> [Information supplied]:

========================

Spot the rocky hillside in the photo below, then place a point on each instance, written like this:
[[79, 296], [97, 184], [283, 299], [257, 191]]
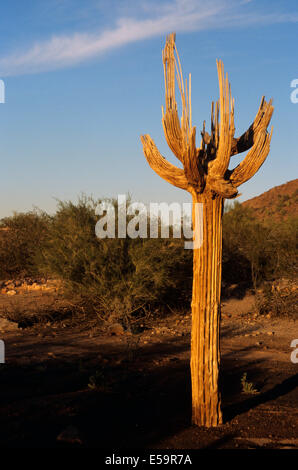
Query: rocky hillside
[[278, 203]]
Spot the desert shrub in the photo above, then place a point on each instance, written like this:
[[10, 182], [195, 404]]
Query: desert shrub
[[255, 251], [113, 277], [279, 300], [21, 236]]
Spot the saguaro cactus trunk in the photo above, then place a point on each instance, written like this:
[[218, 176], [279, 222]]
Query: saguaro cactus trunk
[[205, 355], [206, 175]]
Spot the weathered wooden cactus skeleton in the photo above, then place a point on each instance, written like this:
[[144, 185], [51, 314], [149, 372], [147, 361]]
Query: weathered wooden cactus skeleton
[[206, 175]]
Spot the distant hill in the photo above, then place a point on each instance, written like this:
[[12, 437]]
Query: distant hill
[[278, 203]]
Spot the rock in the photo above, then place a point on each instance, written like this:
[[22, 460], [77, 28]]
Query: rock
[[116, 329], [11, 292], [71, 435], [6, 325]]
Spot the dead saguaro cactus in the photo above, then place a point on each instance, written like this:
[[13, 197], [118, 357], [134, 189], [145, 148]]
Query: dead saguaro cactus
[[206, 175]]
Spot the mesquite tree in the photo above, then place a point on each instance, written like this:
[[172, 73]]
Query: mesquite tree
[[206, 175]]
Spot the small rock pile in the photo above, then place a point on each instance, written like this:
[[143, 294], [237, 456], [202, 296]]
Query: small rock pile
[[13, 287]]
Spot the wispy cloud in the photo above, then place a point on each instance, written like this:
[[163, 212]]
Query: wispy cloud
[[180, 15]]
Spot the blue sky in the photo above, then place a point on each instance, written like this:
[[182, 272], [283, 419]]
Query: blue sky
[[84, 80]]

========================

> [Written instruction]: Retype every entry above word for word, leaving out the picture.

> [Expected answer]:
Spot the rocky hillside in the photo below, then place a point on each instance, written like this:
[[79, 296], [97, 184], [283, 299], [257, 191]]
Query: rocky hillside
[[278, 203]]
Spot the desert shrub in the photo above, then place a point on each instance, written like this:
[[10, 182], [195, 404]]
Query: desert shrub
[[255, 251], [113, 277], [279, 300], [21, 236]]
Spot the saguaro cactus trunk in the photo above, then place a point on each instance, written like this:
[[218, 176], [279, 222]]
Query: saguaro cactus trunk
[[205, 355], [206, 175]]
Spot the weathered wooden cactus skeleton in the photo above, then place a point on each instance, written like this:
[[144, 185], [51, 314], [149, 372], [147, 361]]
Query: weathered wooden cactus skeleton
[[206, 175]]
Spot the distant hill in the photo above, then place a point on each instance, written like this:
[[12, 437]]
Query: distant hill
[[278, 203]]
Spot the rock in the photo above, then place a point on each instance, written like this:
[[22, 460], [77, 28]]
Query: rock
[[116, 329], [11, 292], [71, 435], [6, 325]]
Spot the dead saguaro cactus in the photo above, then place a point on each instance, written like this:
[[13, 197], [118, 357], [134, 189], [145, 148]]
Query: dead saguaro cactus
[[206, 175]]
Spot the mesquite tree in the photo above, then place a point on each instance, written like this:
[[172, 73]]
Query: mesquite tree
[[206, 175]]
Spot the small rock pile in the photo above, then place a point on each instance, written like this:
[[143, 294], [237, 456], [202, 296]]
Query: small rock pile
[[13, 287]]
Spot the wispy cloud in the photo above, then place a point on each instance, written like this:
[[163, 212]]
Query: wispy cloud
[[180, 15]]
Spot the blue sky in the photo above, then place a point on each instance, written like this:
[[182, 272], [283, 419]]
Query: blue sky
[[84, 80]]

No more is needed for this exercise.